Given passage:
July 18, 2008 at 6:49 am (Bush, Iran, Peace, War, World)

In what can only be described as a breathtaking about face, there are reports that the USA will be establishing limited diplomatic relations with Iran, including sending diplomats to Tehran for the first time in nearly thirty years. The US is also breaking with policy and sending a top diplomat to European talks with Iran. The claim is that we are doing this to show how the USA and Europe are united in their opposition to Iran’s nuclear program, but since the Iranians seem unlikely to agree to our demands at this point, it’s hard to avoid the conclusion that the USA has blinked in our standoff with Iran.

This isn’t getting much attention in the western press, but I think it’s an important development for a number of reasons. The main one being that if this is true and the USA does send diplomats to Iran, it pretty much signals the end of any attack on Iran by the USA or Israel. I mean, unless Bush is pre-positioning hostages to be seized in the event of hostilities, I can’t imagine American diplomats in Iran as being anything other than the start to normal relations. We made our peace with communist China and Russia, maybe peace with Iran is now around the corner?

And boy, if I was wrong about an attack on Iran, I’m happy to be wrong. It would certainly prove my oft repeated points about how difficult it is to predict the future, and no matter how much ones knows about a topic, a person’s understanding is always limited. Only the profoundly ignorant think they know all the answers about a complex subject like world affairs and foreign relations.

Aside from celebrating stepping back from the abyss, it’s also very curious trying to understand why Bush has suddenly backed down. Granted maybe these reports are exaggerated, and maybe this is some Machiavellian maneuver to get Iran to drop its guard or set it up for some pretext to attack, but for the sake of argument let’s assume Bush has blinked, and that elations with Iran are going to improve. What could have caused this abrupt change?

One of the possibilities is pictured above. Those are reportedly Russian jets now stationed in Armenia, where they act as a deterrent to Turkey…and have been patrolling Iranian airspace at Iran’s request. And Sunday Iran and Russia are signing a comprehensive energy agreement that basically means that Iran will be supplying much of Europe’s natural gas via Russia. The Russians announced some time ago that they would consider an attack on Iran to be an attack on Russia, and they have apparently quietly put their money where their mouth is.

Supplied records:

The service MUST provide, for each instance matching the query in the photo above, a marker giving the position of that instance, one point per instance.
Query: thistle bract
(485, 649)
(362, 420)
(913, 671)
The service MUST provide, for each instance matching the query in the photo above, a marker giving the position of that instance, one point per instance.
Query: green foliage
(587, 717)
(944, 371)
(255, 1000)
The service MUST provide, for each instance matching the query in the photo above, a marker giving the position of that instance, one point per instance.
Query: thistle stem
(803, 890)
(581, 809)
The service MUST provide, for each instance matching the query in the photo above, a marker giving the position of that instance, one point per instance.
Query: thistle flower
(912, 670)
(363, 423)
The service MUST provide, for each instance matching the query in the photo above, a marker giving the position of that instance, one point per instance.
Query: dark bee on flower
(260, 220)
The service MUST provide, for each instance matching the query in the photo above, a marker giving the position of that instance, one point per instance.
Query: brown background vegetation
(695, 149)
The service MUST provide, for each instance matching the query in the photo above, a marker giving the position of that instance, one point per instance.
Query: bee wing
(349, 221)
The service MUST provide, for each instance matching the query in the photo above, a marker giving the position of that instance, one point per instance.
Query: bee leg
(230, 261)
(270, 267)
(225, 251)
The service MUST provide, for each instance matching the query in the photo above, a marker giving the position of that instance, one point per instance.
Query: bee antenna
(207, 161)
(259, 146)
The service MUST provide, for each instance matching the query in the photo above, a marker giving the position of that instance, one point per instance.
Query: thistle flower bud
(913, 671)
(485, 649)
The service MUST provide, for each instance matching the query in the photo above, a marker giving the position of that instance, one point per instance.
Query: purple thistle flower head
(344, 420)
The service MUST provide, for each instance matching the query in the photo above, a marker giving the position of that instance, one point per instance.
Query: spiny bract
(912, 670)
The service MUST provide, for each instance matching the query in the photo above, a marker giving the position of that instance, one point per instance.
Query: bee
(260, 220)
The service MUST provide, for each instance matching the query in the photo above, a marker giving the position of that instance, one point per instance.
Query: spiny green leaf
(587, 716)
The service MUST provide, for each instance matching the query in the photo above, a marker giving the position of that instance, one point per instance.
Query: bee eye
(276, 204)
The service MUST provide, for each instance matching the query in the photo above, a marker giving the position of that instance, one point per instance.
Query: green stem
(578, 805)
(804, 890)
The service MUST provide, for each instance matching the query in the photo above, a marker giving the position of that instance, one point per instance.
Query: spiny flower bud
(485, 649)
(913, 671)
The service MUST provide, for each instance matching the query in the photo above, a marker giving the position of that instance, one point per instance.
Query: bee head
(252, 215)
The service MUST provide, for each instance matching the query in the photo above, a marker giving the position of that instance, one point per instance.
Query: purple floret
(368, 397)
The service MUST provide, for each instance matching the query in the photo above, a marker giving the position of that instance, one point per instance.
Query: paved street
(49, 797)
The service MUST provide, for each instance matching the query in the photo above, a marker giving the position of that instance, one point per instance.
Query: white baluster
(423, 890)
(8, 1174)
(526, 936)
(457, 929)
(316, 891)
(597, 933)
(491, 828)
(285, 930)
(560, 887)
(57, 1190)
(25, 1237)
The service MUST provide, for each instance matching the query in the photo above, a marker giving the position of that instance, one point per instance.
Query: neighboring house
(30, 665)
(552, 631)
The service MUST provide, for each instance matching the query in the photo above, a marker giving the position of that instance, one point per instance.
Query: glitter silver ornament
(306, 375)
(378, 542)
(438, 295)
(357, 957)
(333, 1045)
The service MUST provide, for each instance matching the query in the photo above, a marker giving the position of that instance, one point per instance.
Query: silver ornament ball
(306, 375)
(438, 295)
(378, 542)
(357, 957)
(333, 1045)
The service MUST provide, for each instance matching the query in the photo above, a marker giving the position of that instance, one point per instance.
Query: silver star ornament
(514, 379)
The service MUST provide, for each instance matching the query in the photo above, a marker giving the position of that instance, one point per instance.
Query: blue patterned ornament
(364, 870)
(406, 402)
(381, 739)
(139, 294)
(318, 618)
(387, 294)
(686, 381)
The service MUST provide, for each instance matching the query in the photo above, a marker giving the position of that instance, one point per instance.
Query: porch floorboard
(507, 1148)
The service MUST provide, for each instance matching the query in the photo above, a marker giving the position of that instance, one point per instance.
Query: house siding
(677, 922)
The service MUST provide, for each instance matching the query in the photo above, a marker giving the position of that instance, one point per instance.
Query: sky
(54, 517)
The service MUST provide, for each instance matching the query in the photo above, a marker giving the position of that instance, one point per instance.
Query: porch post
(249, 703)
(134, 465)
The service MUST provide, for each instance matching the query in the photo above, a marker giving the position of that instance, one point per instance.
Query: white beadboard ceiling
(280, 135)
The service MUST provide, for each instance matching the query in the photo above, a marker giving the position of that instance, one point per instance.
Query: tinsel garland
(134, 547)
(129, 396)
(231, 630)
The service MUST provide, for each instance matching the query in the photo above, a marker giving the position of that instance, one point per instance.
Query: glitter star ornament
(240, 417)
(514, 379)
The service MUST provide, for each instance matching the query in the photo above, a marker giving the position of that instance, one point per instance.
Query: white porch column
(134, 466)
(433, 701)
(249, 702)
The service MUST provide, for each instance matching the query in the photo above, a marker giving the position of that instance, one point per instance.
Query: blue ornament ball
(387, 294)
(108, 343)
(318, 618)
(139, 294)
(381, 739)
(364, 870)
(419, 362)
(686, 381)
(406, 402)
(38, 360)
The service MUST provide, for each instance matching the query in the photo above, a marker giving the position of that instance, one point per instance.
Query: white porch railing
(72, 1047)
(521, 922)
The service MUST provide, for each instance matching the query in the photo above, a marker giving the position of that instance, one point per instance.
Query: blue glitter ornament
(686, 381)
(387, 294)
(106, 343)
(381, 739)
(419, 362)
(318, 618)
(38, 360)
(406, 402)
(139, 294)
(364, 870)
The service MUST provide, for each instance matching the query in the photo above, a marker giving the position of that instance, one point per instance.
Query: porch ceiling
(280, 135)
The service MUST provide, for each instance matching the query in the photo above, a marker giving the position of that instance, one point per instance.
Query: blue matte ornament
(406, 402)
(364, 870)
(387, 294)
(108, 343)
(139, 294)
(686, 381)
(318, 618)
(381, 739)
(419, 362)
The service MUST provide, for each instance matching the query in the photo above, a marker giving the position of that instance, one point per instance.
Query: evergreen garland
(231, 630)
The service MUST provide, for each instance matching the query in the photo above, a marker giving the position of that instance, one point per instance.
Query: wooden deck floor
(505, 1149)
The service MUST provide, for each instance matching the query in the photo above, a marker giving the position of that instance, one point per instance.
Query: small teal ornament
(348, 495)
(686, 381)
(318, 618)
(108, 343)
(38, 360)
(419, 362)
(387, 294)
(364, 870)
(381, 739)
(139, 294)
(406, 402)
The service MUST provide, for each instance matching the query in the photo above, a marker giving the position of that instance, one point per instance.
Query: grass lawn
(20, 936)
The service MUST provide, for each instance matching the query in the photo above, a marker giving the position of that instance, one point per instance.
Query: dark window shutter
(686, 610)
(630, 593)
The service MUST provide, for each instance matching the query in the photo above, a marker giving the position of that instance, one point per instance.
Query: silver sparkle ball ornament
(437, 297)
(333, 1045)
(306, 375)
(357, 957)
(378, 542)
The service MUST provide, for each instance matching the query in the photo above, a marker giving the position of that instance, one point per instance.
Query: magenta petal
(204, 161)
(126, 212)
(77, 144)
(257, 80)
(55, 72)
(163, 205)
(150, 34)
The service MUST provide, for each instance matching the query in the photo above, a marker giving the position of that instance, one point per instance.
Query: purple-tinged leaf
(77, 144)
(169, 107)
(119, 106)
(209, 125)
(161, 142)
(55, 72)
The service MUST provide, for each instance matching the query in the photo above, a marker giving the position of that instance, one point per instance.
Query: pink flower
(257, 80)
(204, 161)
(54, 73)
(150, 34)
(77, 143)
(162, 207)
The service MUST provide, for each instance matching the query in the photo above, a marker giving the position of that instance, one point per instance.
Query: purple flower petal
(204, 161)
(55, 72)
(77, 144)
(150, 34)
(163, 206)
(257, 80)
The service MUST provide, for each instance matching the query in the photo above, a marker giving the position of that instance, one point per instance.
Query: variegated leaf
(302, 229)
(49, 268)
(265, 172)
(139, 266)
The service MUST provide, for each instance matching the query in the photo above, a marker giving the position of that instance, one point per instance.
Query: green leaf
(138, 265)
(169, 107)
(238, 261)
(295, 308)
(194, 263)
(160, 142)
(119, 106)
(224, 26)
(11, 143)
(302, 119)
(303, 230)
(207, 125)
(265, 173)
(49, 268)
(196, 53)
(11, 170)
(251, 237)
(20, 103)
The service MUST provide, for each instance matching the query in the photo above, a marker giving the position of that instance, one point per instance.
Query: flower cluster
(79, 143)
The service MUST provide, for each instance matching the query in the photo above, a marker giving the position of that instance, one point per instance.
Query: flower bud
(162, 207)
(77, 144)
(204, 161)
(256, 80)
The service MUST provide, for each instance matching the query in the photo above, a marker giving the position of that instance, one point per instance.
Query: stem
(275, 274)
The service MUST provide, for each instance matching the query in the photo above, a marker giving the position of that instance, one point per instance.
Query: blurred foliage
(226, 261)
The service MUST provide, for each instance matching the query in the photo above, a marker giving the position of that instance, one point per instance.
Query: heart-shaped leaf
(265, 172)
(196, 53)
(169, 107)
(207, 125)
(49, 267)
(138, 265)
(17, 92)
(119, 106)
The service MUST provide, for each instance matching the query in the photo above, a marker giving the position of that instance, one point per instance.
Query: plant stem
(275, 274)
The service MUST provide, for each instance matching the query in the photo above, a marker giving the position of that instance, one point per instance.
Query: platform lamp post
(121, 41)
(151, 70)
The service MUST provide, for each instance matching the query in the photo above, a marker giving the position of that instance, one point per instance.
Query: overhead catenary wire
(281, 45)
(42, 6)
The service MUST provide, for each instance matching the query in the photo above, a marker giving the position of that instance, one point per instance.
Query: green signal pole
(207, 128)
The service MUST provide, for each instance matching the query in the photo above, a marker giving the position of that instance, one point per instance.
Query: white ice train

Task statement:
From the post above about U.S. diplomacy with Iran, repeat everything from "Aside from celebrating" down to "this abrupt change?" word for word.

Result of the exercise:
Aside from celebrating stepping back from the abyss, it’s also very curious trying to understand why Bush has suddenly backed down. Granted maybe these reports are exaggerated, and maybe this is some Machiavellian maneuver to get Iran to drop its guard or set it up for some pretext to attack, but for the sake of argument let’s assume Bush has blinked, and that elations with Iran are going to improve. What could have caused this abrupt change?